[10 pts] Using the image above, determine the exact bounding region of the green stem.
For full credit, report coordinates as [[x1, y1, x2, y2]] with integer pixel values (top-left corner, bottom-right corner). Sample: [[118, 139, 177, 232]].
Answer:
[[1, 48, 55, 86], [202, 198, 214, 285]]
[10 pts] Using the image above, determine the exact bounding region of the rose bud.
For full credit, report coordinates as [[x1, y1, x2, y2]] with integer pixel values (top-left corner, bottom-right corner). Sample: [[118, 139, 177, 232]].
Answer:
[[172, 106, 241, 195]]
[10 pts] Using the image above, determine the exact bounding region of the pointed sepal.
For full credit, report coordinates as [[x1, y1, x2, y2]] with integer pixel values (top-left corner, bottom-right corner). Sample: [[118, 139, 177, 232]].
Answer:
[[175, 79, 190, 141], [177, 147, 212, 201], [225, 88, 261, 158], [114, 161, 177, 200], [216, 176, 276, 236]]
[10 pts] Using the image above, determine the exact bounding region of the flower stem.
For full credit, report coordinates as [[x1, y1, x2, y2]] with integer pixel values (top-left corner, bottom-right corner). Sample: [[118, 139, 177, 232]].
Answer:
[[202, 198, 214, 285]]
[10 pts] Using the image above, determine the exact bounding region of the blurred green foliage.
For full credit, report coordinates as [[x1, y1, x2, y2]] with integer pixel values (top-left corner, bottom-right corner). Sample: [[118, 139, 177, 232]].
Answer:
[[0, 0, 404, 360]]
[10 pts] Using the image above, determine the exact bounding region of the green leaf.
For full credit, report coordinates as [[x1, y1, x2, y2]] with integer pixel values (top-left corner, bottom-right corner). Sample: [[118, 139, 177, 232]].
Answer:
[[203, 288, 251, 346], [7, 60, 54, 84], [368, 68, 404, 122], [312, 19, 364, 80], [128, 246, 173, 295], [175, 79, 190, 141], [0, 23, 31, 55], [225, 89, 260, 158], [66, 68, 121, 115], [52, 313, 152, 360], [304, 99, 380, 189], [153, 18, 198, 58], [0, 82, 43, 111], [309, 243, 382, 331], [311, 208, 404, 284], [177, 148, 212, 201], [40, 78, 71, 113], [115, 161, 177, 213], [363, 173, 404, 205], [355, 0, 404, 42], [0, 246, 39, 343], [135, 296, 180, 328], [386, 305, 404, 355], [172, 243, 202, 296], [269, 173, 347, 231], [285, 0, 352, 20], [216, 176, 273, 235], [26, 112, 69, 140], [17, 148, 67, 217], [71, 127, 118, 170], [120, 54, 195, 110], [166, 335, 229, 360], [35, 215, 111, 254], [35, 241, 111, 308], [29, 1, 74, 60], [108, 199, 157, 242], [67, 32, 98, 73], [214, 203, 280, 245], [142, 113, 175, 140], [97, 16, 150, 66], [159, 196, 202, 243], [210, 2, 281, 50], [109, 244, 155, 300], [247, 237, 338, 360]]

====

Prompt: Switch "bounding region" to "bounding box" throughout the rows above, and write the rows out again with everything else left as it is.

Answer to the problem:
[10 pts] Using the image above, determine the exact bounding box of the green stem.
For full credit, report coordinates as [[x1, y1, x2, y2]] with integer pixel values (top-left corner, bottom-right corner). Sample: [[118, 139, 177, 232]].
Answer:
[[1, 48, 55, 86], [202, 198, 214, 285]]
[10 pts] Using the image above, determine the exact bounding box of the rose bud.
For full credit, report coordinates as [[x1, y1, x2, y2]] with integer pixel values (top-left corner, bottom-right corner). Sample: [[118, 139, 177, 232]].
Answer:
[[172, 106, 241, 195]]
[10 pts] Using the image above, determine the exact bounding box of the pointed sepal.
For full credit, report coordinates as [[x1, y1, x2, y2]] with integer pixel values (top-left corner, bottom-right corner). Sample: [[118, 139, 177, 232]].
Answer:
[[175, 79, 190, 141], [177, 147, 212, 201], [225, 88, 261, 158], [114, 161, 177, 200], [216, 176, 276, 236]]
[10 pts] Using the image above, determine the exact bounding box of the flower stem.
For full credit, report coordinates as [[x1, y1, x2, y2]] with integer pixel values (top-left corner, bottom-right corner). Sample: [[118, 139, 177, 232]].
Answer:
[[202, 198, 214, 285]]
[10 pts] Using the image above, determine the exact bounding box of the blurred green foliage.
For full credit, report coordinates as [[x1, y1, x2, y2]] with integer pixel values (top-left corner, bottom-right corner). Sample: [[118, 139, 177, 232]].
Answer:
[[0, 0, 404, 360]]
[10 pts] Using the image above, determine the exact bounding box of the green leaf.
For full credit, report coordinates as [[x1, y1, x2, y2]] with integer pixel values (top-left corner, bottom-right corner). Sample: [[118, 139, 177, 232]].
Answer:
[[203, 288, 251, 346], [7, 60, 54, 84], [368, 68, 404, 122], [312, 19, 364, 80], [128, 246, 173, 295], [175, 79, 190, 141], [0, 23, 31, 55], [225, 89, 260, 158], [66, 68, 121, 115], [52, 313, 152, 360], [304, 99, 380, 189], [153, 18, 198, 58], [0, 82, 43, 111], [309, 243, 382, 331], [311, 208, 404, 284], [177, 148, 212, 201], [40, 78, 71, 113], [115, 161, 177, 213], [363, 173, 404, 205], [355, 0, 404, 42], [0, 246, 39, 343], [135, 296, 180, 328], [386, 305, 404, 355], [172, 243, 202, 296], [269, 173, 347, 231], [285, 0, 352, 20], [216, 176, 273, 235], [26, 112, 69, 140], [17, 148, 67, 217], [71, 127, 118, 170], [120, 54, 195, 110], [166, 335, 229, 360], [35, 215, 111, 254], [35, 241, 111, 308], [29, 1, 74, 60], [108, 199, 157, 242], [67, 32, 98, 73], [214, 203, 280, 245], [142, 113, 175, 140], [97, 16, 150, 66], [159, 196, 202, 243], [210, 2, 281, 50], [109, 244, 155, 300], [247, 237, 338, 360]]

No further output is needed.